>> Begin Selected excerpt

Daniel Ryan has been collecting Dickens material for six decades. In May of 2018, Dan and his wife Alice decided to donate the bulk of that collection to Gordon Library, at Worcester Polytechnic Institute (WPI), in the form of a bequest. This remarkable collection complements WPI’s existing Robert D. Fellman Dickens Collection and provides an invaluable resource for scholars and students. An exhibit including items from the Daniel and Alice Ryan Collection can be viewed at Gordon Library through September 2020.

The Ryan Collection is rich in early printed materials such as first editions and original serial parts of Dickens’s works, as well as early printings in English and American newspapers. It is also rich in secondary materials: works of criticism, bibliography, and historical and cultural context. But two other elements are of particular interest: letters and documents, and works of art. Here, I shall give special attention to the letters, and offer a few remarks about the works of art.

The collection includes ten letters written by Charles Dickens. The earliest letter, declining an invitation from A. W. Arnold, is undated, but Dickens wrote it from 48 Doughty Street, therefore sometime between 25 March 1837 and 12 December 1839. Unpublished in the Pilgrim Edition (apart from one sentence; Letters 7: 808), the letter reads thus:

My Dear Sir

I am prevented by another engagement from availing myself of your kind invitation. But if you should see fit to repeat it on some more auspicious occasion, I hope to be more fortunate.

Accept my thanks for your kind recollection of me in the matter of the Free List. And believe me

Very truly yours

Charles Dickens

A. W. Arnold Esquire

There are two letters from the 1840s. The first, mentioned in Pilgrim (4: 61) but not published there, is addressed to G. Herbert Rodwell, who wrote [End Page 83] songs for Edward Stirling’s stage adaptation of A Christmas Carol. Dickens grants the music publisher D’Almaine & Co. his permission to reproduce one of John Leech’s illustrations, “Scrooge’s Third Visitor,” in the sheet music:

Devonshire Terrace

Saturday Second March 1844

Dear Sir

I have been out of town, or I would have answered your letter before – Mr. D’Almaine is at perfect liberty to use the Lithograph for the purpose proposed. And pray thank that gentleman in my name for the handsome book he had so kindly sent me by your hands.

>> End Selected excerpt

■ Work instructions:
[1] Reproduce, word for word, the portion of the passage on the Ryan Dickens collection that starts at "The Ryan Collection" and ends at "the works of art.".
[2] Resume the passage on the Ryan Dickens collection, writing on from its final sentence.

>> Begin Provided data

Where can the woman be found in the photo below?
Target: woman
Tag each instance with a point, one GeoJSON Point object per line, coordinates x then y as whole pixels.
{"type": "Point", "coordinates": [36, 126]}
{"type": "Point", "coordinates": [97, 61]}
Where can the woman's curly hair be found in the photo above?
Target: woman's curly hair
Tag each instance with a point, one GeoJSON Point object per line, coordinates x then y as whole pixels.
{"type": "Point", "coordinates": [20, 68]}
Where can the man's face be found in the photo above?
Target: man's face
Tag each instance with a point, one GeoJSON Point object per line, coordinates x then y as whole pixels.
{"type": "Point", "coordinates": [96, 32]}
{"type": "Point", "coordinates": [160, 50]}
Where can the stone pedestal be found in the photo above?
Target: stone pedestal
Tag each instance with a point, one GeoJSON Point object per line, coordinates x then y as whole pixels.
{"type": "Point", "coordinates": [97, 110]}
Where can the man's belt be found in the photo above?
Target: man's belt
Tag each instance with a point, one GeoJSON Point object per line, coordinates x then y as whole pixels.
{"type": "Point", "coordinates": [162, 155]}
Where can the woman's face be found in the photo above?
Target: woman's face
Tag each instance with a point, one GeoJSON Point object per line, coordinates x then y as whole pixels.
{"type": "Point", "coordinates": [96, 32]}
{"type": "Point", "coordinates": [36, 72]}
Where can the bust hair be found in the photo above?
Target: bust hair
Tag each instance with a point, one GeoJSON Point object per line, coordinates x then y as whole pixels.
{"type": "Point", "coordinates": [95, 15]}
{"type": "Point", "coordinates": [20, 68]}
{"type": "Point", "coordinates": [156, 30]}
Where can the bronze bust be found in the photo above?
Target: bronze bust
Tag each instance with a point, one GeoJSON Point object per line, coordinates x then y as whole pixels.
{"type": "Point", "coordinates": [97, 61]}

>> End Provided data

■ Answers for the exercise:
[1]
The Ryan Collection is rich in early printed materials such as first editions and original serial parts of Dickens’s works, as well as early printings in English and American newspapers. It is also rich in secondary materials: works of criticism, bibliography, and historical and cultural context. But two other elements are of particular interest: letters and documents, and works of art. Here, I shall give special attention to the letters, and offer a few remarks about the works of art.

[2]
Faithfully Yours, Charles Dickens

G. Herbert Rodwell Esquire

The next letter, wholly unpublished, is written to the playwright John B. Buckstone; undated, it is almost certainly from 7 April 1847. The letter is written and signed by Dickens, but also signed by Dickens’s friends, the artists Clarkson Stanfield and Daniel Maclise:

My Dear Sir

Stanfield, Maclise, and I are going to the Adelphi tonight to see your new piece. Have you got such a thing as a Box to bestow on us?

If so, your petitioners will ever pray etc.

As witness our hands

Charles Dickens

C. Stanfield

Daniel Maclise

J. B. Buckstone Esquire

In a letter to Forster of 9 April 1847 Dickens writes “we got a box from Buckstone (Stanny, Mac, and I), and went to the Adelphi the night before last” (5: 55). The “new piece” was Buckstone’s The Flowers of the Forest: A Gypsy Story, which had opened 11 March 1847.

A cache of 14 letters written by Dickens to Georgiana Morson, the governess of Urania Cottage, was discovered in 2001 among the belongings of Morson’s descendant, and were offered at auction. Dan Ryan was the only collector outside of Europe to acquire a letter from this cache at the time. This letter, dated 13 January 1854, treats financial matters and mentions Angela Burdett-Coutts; it is published in the Pilgrim Edition (12: 655).

Another letter, dated 19 June 1857, has been paraphrased, but not yet published in full, in Pilgrim (12: 678). The letter is to William Hepworth [End Page 84] Dixon, and pertains to a charitable committee organized in memory of Douglas Jerrold, who died eleven days earlier:

My dear Dixon

I have adopted your...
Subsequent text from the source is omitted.